[Records from a data source]
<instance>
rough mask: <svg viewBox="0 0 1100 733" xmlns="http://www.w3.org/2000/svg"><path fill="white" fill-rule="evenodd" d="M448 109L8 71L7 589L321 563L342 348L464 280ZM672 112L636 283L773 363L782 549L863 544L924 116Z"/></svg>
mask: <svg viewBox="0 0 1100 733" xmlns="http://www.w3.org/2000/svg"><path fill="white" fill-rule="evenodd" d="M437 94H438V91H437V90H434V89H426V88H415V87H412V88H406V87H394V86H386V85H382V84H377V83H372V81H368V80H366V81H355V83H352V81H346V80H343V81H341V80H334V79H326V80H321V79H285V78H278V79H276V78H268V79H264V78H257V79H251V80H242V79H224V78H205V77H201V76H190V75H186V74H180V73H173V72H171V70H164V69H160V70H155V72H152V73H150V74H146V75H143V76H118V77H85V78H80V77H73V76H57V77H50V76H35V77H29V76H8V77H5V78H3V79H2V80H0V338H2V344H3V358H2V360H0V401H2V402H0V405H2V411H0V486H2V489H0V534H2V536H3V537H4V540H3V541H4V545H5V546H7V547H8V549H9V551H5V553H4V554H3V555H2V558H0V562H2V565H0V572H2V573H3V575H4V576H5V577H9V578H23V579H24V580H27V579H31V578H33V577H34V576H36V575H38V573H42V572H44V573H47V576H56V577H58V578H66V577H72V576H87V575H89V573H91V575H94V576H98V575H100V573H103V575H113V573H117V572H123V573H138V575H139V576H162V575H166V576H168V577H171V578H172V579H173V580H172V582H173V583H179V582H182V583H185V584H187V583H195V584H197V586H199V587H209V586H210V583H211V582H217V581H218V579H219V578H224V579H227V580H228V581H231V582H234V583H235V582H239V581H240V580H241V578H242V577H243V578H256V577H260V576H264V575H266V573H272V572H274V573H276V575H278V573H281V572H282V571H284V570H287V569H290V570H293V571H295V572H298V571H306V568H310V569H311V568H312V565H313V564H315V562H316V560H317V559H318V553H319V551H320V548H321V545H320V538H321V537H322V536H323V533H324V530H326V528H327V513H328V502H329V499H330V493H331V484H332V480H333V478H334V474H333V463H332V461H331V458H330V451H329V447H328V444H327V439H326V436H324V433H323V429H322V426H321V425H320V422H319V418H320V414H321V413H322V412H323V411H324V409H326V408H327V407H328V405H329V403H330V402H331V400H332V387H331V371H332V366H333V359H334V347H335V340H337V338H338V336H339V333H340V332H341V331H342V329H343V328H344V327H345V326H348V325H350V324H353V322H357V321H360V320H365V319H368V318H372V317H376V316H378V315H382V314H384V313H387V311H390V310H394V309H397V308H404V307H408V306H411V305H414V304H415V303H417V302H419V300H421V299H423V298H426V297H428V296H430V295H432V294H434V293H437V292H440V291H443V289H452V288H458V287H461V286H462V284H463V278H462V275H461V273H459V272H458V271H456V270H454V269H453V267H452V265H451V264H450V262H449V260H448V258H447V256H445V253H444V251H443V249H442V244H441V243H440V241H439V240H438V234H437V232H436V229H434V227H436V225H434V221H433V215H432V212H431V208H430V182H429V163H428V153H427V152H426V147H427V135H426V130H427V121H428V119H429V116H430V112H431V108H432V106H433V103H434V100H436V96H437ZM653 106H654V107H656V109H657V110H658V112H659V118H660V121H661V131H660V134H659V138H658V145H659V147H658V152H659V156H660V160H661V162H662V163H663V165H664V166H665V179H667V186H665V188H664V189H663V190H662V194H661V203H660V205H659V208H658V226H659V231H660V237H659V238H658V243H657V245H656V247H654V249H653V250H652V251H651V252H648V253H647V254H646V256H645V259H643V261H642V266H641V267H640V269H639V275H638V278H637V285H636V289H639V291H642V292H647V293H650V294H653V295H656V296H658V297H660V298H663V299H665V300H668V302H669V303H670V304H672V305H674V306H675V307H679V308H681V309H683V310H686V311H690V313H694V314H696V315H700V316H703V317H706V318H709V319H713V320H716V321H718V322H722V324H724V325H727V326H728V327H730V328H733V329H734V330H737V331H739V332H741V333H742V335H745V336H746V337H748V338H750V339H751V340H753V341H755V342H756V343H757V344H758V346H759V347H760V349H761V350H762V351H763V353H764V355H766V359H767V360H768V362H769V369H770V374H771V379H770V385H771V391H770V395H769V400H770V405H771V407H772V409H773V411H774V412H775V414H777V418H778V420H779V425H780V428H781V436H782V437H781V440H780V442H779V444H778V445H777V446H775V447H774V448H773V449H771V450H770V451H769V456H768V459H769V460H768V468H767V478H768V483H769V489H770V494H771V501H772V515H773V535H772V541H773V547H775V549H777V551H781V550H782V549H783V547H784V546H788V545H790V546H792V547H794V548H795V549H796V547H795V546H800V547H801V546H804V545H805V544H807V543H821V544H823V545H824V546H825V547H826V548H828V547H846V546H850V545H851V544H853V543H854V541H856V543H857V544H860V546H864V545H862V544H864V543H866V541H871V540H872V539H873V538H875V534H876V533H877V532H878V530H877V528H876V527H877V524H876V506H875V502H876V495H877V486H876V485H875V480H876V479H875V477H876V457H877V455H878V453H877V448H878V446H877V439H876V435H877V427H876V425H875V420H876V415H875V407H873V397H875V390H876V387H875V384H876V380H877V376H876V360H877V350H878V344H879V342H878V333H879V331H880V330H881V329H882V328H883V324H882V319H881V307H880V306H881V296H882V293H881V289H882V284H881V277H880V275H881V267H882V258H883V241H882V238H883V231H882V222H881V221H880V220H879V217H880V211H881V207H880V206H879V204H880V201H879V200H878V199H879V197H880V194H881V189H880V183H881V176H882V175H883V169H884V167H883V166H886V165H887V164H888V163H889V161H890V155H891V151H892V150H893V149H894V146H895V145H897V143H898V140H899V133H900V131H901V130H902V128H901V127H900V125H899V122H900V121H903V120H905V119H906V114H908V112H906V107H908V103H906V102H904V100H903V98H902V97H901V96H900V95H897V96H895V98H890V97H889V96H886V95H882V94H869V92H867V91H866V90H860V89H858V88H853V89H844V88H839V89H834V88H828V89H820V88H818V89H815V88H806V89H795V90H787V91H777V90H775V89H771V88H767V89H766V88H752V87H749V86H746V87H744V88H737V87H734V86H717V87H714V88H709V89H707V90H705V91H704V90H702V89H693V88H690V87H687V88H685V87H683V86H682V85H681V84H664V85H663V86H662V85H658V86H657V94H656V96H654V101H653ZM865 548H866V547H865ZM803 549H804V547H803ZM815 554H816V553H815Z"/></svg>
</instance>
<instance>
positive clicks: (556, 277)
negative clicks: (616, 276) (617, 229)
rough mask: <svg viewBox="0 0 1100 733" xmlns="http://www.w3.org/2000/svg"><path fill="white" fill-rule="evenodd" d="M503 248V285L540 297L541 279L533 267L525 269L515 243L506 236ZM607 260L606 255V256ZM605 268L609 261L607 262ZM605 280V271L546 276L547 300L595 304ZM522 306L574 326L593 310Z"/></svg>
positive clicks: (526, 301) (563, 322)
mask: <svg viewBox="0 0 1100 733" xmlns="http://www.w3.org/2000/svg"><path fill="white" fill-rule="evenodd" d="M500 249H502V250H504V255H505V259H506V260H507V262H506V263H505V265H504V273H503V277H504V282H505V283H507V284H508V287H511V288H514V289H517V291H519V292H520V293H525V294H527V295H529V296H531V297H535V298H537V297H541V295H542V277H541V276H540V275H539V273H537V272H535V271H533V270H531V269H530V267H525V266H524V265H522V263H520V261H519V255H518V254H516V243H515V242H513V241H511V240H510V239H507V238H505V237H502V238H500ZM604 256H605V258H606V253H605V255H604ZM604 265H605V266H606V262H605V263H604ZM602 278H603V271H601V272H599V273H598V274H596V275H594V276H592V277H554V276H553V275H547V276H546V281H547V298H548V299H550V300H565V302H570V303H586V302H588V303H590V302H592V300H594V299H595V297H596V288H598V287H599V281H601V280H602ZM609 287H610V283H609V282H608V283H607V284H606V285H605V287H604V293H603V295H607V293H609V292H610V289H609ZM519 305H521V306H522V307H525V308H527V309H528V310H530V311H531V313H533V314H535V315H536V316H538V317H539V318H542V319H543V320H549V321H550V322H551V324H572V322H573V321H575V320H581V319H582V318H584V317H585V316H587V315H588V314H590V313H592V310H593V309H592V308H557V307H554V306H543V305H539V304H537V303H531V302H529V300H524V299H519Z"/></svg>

...

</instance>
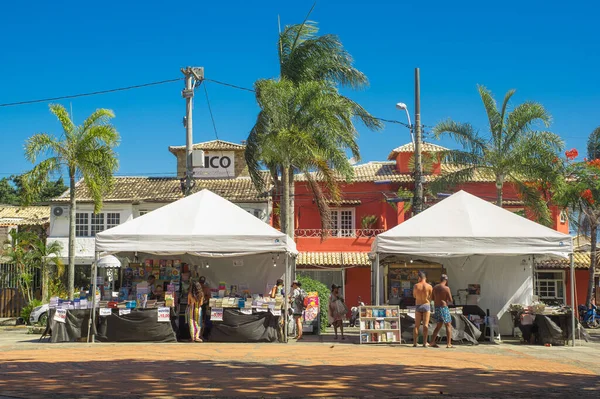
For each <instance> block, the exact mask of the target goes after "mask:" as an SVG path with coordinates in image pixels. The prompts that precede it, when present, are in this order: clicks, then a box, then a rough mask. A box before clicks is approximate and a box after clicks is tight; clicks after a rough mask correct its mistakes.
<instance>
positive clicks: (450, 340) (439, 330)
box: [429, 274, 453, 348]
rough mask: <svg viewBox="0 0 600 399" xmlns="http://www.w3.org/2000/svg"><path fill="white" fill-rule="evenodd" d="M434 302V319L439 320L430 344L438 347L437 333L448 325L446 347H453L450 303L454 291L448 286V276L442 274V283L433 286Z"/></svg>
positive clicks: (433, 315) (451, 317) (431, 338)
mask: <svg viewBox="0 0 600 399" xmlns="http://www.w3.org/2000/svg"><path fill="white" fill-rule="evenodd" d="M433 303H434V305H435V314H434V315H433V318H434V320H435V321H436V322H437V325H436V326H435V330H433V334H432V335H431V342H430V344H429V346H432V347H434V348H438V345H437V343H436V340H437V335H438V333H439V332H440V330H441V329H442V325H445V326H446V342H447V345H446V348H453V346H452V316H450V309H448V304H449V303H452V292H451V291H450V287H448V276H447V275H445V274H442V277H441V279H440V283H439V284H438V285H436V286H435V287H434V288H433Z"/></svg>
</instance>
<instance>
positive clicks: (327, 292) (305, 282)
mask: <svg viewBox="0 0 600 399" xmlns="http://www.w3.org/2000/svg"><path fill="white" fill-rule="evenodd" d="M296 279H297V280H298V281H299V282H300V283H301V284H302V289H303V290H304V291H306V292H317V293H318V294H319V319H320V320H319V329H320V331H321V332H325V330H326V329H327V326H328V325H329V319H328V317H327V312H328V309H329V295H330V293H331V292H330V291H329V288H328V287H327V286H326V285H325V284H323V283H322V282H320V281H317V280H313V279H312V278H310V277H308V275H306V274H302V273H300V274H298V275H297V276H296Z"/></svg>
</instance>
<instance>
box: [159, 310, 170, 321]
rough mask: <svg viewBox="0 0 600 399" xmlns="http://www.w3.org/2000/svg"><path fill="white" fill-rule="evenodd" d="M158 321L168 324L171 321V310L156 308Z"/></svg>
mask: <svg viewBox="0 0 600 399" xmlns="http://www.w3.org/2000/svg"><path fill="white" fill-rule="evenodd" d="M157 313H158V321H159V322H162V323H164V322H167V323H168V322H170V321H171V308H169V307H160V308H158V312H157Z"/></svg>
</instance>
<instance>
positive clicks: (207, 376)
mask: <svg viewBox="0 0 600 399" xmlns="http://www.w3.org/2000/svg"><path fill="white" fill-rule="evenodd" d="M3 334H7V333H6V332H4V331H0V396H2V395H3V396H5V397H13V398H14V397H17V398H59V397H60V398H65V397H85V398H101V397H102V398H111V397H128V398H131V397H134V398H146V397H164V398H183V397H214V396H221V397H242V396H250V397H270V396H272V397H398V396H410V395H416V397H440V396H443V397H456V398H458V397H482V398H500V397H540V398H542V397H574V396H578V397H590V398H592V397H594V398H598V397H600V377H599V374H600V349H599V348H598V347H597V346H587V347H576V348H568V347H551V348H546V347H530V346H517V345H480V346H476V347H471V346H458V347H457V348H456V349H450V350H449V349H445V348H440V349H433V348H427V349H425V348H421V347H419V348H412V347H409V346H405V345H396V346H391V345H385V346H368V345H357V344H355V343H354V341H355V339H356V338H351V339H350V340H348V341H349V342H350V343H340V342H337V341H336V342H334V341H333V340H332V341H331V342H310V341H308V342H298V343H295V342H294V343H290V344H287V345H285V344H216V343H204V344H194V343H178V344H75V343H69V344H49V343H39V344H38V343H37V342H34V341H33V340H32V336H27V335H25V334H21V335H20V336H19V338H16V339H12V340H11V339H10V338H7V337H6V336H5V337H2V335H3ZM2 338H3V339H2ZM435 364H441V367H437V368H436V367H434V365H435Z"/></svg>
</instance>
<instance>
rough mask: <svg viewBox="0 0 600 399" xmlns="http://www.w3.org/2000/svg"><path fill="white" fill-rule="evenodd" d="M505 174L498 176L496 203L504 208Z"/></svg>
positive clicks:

==

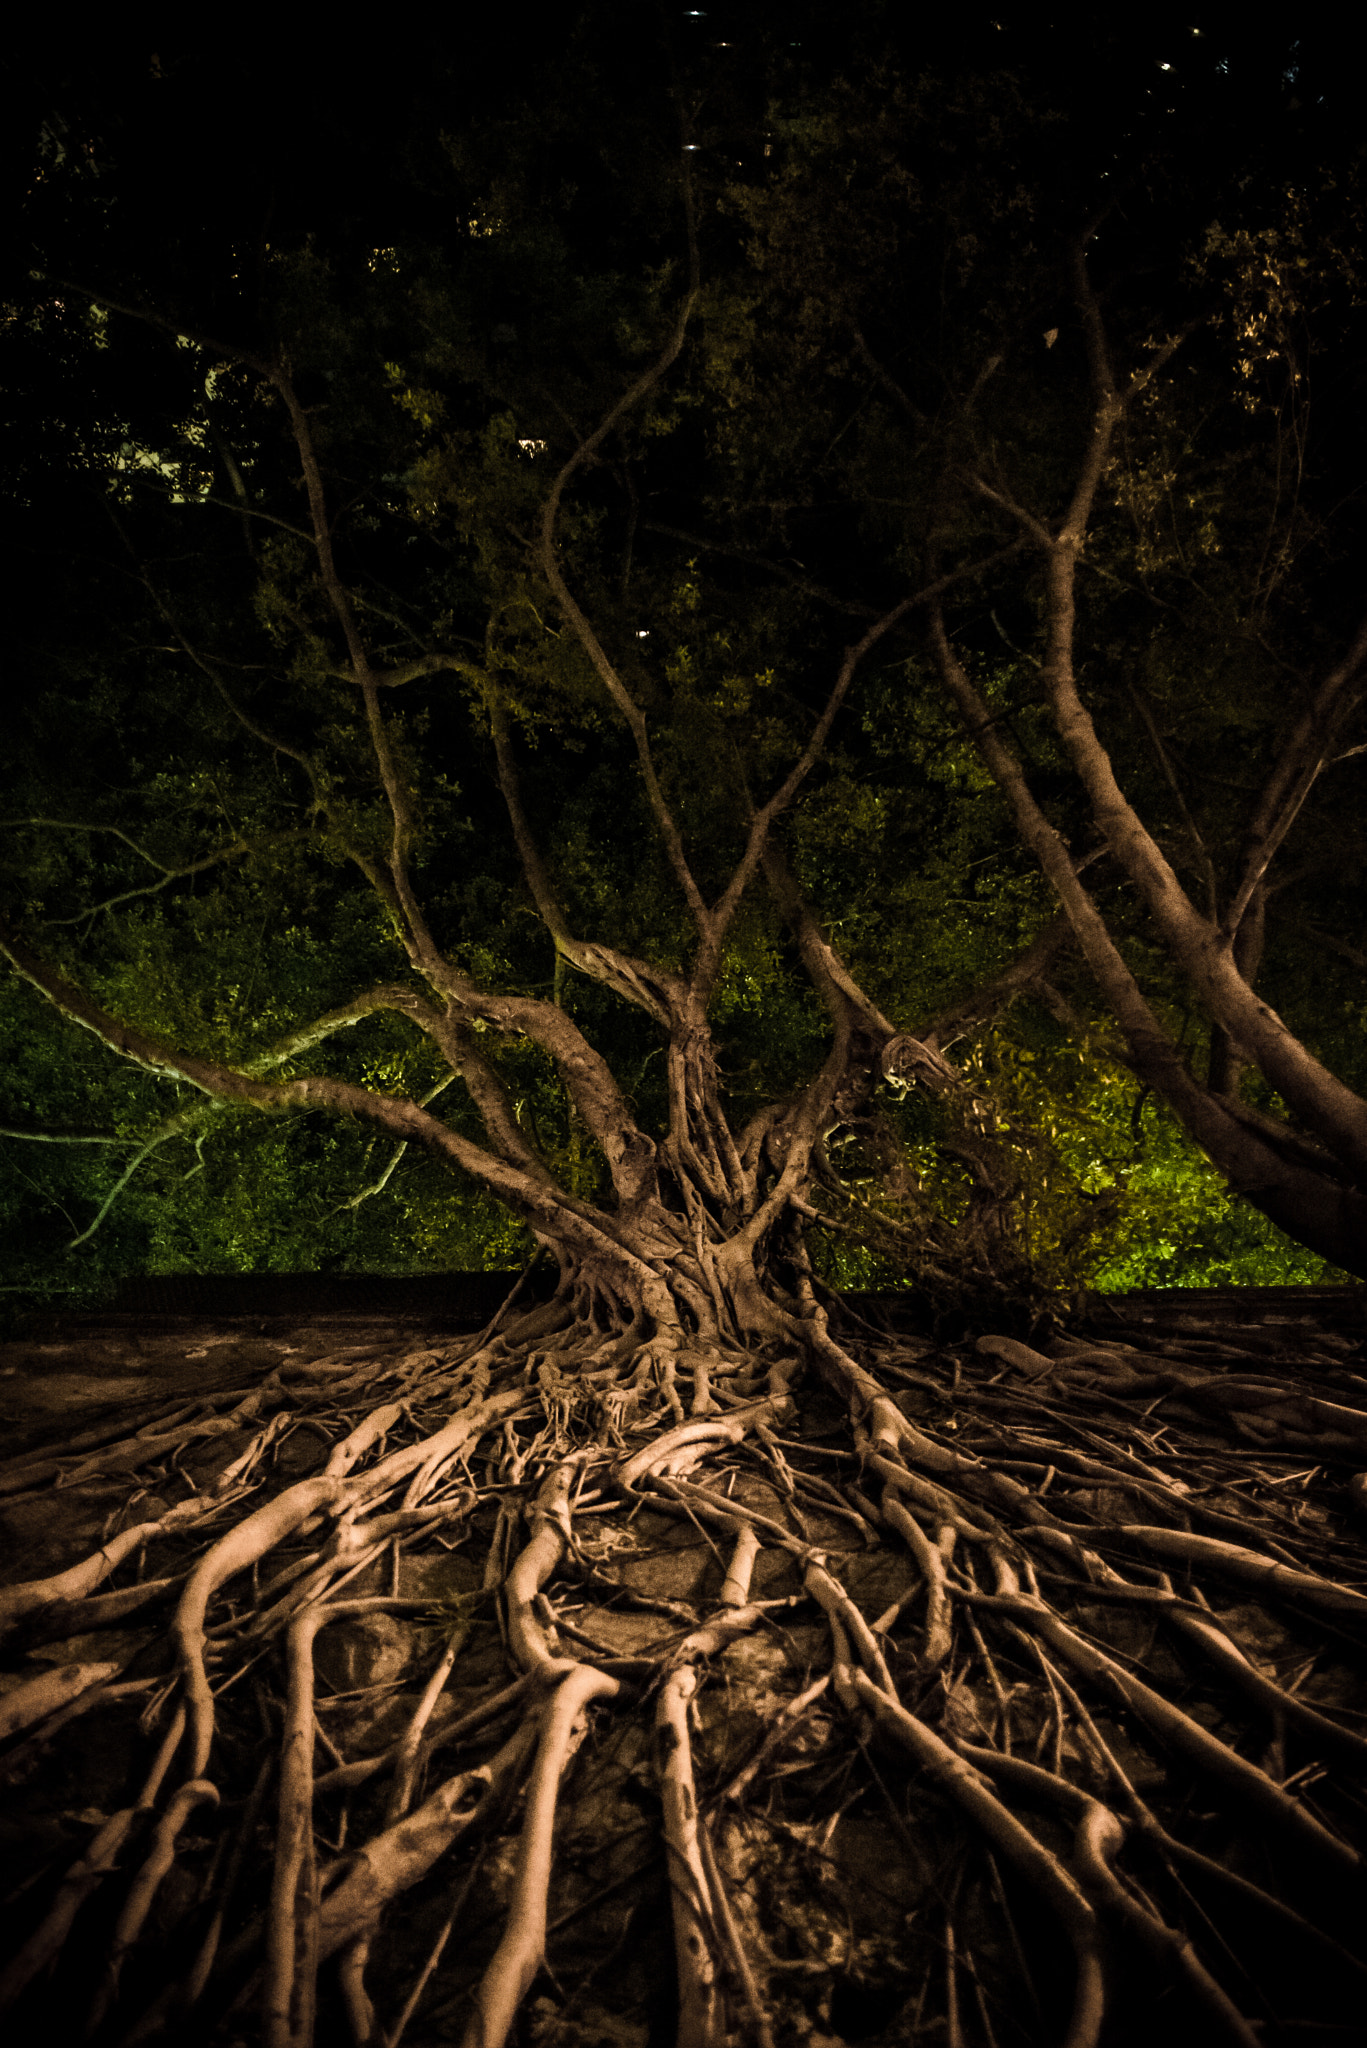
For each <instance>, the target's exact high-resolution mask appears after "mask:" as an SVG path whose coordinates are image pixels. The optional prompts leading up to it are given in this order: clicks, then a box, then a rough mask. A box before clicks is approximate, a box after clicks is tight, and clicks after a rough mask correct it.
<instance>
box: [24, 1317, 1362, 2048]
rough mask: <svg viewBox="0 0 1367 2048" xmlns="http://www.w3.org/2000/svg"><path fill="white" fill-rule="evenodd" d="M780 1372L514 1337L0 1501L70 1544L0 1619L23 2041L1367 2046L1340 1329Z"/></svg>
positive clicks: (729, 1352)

__TASK__
Rewrite the stretch from the line containing "302V319L439 320L430 344L438" through the line containing "positive clicks: (433, 315)", swapping "rough mask" for "coarse mask" and keeping everything else the same.

__ANSWER FOR THE TASK__
coarse mask: <svg viewBox="0 0 600 399" xmlns="http://www.w3.org/2000/svg"><path fill="white" fill-rule="evenodd" d="M434 302V319L439 320L430 344L438 347L437 333L448 325L446 347H453L450 303L454 291L448 286V276L442 274V283L433 286Z"/></svg>
positive clicks: (433, 315) (451, 317) (431, 338)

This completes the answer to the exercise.